| Yang harus dikerjakan |
Terjemahkan ke dalam bahasa Inggris kalimat "Secara umum tidak ada perbedaan antara HPT-1 dengan HPT-3 dalam masalah niat haji." dari teks tentang niat haji.

| Teks yang diberikan |
Lafal ihlal ini berdasarkan hadis dari Anas Ra:
سَمِعْتُ رَسُولَ اللَّهِ -صلى الله
عليه وسلم- يَقُولُ « لَبَّيْكَ عُمْرَةً وَحَجًّا »
Aku mendengar Rasulullah
Saw membaca (ihlal untuk haji qiran): “labbaika ‘Umratan Wa
Hajjan”, aku penuhi panggilanMu untuk umrah dan haji” (Muttafaqun ‘alaih).[4]
Dalam HPT-3, terdapat istilah niat haji. Disebutkan dalam buku
ini, niat haji atau umrah terkait dengan masalah ihram, yaitu berniat ikhlas di
dalam hati karena Allah untuk melaksanakan haji dan umrah kemudian diiringi
dengan mengucapkan lafal labbaika umratan atau labbaika umratan wa
hajjan atau labbaika hajjan sesuai dengan jenis haji yang hendak
dilakukan di tempat-tempat (miqat makani) yang sudah ditentukan.[5]
Secara umum tidak ada perbedaan antara HPT-1 dengan HPT-3
dalam masalah niat haji. Bedanya, dalam HPT-1 hanya menggunakan istilah ihram
haji atau ihram umrah, sedangkan dalam HPT-3 sudah menggunakan istilah niat
haji, sekedar untuk memperjelas tentang niat haji. Sedangkan dalil-dalil yang
digunakan dalam hal melafalkan ihlal (niat haji), secara umum sama,
yaitu merujuk kepada hadis Muttafaqun alaih(al-Bukhari dan Muslim) dari
Anas ra, dan lain-lain.
2.

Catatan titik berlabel
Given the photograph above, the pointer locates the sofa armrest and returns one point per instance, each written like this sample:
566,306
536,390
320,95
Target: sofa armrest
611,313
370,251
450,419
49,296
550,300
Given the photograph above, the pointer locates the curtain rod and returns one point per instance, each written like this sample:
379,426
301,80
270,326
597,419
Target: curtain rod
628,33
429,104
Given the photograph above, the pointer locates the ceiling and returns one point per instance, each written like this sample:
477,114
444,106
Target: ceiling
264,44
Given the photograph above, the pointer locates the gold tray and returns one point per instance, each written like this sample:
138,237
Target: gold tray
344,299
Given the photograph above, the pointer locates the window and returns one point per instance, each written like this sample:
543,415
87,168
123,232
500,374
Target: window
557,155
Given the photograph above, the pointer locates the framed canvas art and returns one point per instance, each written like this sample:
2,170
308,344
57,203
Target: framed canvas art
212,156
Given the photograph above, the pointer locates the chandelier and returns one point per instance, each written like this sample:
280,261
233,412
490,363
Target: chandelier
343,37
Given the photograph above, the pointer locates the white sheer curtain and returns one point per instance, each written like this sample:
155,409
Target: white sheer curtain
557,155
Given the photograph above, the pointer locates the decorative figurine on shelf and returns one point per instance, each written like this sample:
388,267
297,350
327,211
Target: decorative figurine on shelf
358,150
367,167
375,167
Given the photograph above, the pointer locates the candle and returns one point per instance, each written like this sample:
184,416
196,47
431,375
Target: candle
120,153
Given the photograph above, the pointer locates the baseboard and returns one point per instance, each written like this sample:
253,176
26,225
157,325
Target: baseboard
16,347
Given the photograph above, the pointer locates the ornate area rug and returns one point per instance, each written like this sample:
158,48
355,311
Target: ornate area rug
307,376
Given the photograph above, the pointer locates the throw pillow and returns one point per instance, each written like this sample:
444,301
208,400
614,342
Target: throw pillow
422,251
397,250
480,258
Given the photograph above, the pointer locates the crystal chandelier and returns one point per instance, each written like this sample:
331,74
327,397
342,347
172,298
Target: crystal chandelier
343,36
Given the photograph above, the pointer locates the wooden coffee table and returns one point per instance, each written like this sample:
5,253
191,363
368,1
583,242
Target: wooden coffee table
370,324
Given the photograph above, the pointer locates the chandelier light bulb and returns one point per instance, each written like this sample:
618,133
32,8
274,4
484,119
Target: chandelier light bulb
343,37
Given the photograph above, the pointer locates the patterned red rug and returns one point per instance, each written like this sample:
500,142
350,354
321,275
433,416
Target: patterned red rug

---

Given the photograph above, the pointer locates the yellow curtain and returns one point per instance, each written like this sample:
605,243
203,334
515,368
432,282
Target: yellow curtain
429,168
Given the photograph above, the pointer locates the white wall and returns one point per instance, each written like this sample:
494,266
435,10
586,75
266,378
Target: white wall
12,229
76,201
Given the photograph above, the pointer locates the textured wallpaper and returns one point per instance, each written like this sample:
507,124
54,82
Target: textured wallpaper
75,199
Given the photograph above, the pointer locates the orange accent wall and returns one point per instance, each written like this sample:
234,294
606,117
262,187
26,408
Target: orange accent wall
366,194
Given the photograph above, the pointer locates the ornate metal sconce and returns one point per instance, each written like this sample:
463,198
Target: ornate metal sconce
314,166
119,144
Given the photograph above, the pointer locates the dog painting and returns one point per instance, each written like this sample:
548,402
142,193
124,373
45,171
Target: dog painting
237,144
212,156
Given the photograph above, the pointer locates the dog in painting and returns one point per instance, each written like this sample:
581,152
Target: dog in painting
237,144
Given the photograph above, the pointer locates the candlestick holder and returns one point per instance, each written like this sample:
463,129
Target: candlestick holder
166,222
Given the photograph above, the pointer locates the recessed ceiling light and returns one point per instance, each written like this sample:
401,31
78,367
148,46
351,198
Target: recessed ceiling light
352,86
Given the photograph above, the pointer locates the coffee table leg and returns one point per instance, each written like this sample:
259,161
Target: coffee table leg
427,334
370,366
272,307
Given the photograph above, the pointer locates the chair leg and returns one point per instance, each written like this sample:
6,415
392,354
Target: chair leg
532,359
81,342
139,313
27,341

| Penyelesaian soal |
In general, there is no difference between HPT-1 and HPT-3 regarding the intention for hajj.